Your objective.
Convert each line of the data below into a JSON list of strings, one string per line, and leave out blank lines.

Supplied entries.
******************************

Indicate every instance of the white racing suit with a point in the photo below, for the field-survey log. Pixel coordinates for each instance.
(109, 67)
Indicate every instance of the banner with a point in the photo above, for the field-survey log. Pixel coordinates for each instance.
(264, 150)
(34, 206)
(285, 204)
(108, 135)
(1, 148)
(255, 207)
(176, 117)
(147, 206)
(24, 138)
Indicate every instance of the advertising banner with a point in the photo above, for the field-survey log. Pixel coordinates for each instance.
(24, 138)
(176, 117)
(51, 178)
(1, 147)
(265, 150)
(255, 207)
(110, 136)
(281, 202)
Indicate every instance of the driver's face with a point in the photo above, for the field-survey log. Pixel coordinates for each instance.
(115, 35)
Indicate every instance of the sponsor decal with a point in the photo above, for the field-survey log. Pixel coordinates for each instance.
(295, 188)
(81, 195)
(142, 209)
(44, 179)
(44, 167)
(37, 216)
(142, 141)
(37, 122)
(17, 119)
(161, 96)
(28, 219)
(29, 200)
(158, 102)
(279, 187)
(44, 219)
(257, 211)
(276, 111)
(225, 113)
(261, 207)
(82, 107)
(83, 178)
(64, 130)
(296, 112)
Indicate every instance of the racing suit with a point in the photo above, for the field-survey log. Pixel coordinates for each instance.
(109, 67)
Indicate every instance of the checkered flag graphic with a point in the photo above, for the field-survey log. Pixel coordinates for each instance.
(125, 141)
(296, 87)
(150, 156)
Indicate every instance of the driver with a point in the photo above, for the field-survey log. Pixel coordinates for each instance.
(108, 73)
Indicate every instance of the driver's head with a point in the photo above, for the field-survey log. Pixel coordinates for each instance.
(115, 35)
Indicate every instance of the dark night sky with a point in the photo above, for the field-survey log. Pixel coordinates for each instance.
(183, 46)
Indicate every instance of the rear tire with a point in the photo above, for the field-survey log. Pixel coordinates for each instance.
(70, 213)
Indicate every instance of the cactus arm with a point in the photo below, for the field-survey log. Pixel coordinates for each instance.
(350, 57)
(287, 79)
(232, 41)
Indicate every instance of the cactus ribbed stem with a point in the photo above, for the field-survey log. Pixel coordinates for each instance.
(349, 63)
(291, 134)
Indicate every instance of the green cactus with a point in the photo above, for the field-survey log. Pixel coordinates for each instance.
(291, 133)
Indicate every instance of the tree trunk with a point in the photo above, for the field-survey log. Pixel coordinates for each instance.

******************************

Correct response.
[
  "Indicate every instance of the white racing suit with a point in the photo below, for the field-survey log. Pixel coordinates for each instance.",
  "(109, 67)",
  "Indicate every instance of the banner with a point in the photo above, for the field-survey log. Pixel coordinates for each instance.",
  "(264, 150)",
  "(34, 206)",
  "(285, 204)",
  "(108, 135)",
  "(1, 148)",
  "(255, 207)",
  "(176, 117)",
  "(147, 206)",
  "(24, 138)",
  "Indicate every instance of the advertising banner with a point in the photo above, for the field-survey log. Pixel coordinates for each instance.",
  "(24, 138)",
  "(176, 117)",
  "(51, 178)",
  "(1, 147)",
  "(265, 150)",
  "(255, 207)",
  "(110, 136)",
  "(281, 202)",
  "Indicate every instance of the driver's face with a point in the photo above, for the field-survey log. Pixel coordinates for each instance.",
  "(115, 35)",
  "Indicate every instance of the sponsor decal with a point in the photo above, for the field-survey log. Pixel coordinates for each instance.",
  "(295, 188)",
  "(81, 195)",
  "(142, 209)",
  "(44, 179)",
  "(44, 167)",
  "(37, 216)",
  "(142, 141)",
  "(37, 122)",
  "(17, 119)",
  "(161, 96)",
  "(28, 219)",
  "(29, 200)",
  "(158, 102)",
  "(279, 187)",
  "(44, 219)",
  "(257, 211)",
  "(276, 111)",
  "(225, 113)",
  "(261, 207)",
  "(82, 107)",
  "(83, 178)",
  "(64, 130)",
  "(296, 112)",
  "Indicate every instance of the racing suit with a point in the photo above, for the field-survey log. Pixel coordinates for each instance.",
  "(109, 67)",
  "Indicate every instance of the checkered flag graphic with a point in the photo above, for the field-survey log. Pixel coordinates for each instance.",
  "(125, 141)",
  "(296, 87)",
  "(150, 156)",
  "Indicate every instance of the driver with a point in the photo above, for the field-survey log. Pixel coordinates for each instance.",
  "(108, 73)",
  "Indicate every instance of the driver's head with a point in the photo above, for the field-survey log. Pixel coordinates for each instance.",
  "(115, 35)",
  "Indicate every instance of the dark night sky with a point in the photo above, for the field-survey log. Pixel coordinates for each instance.",
  "(183, 46)",
  "Indicate every instance of the rear tire with a point in the photo above, for the field-survey log. Pixel coordinates for each instance.",
  "(70, 213)",
  "Indicate every instance of the cactus arm with a point in the photo below, for the field-survey log. Pixel coordinates for each instance.",
  "(350, 57)",
  "(287, 79)",
  "(232, 41)",
  "Indicate every instance of the cactus ribbed stem with a point in the photo above, for the field-survey log. Pixel coordinates for each instance.",
  "(349, 63)",
  "(291, 134)",
  "Indicate every instance of the green cactus with a point in the photo above, for the field-survey log. Pixel coordinates for each instance.",
  "(291, 133)",
  "Indicate every instance of the tree trunk with a point in the photo above, for the field-survey log. Pixel coordinates for each instance."
]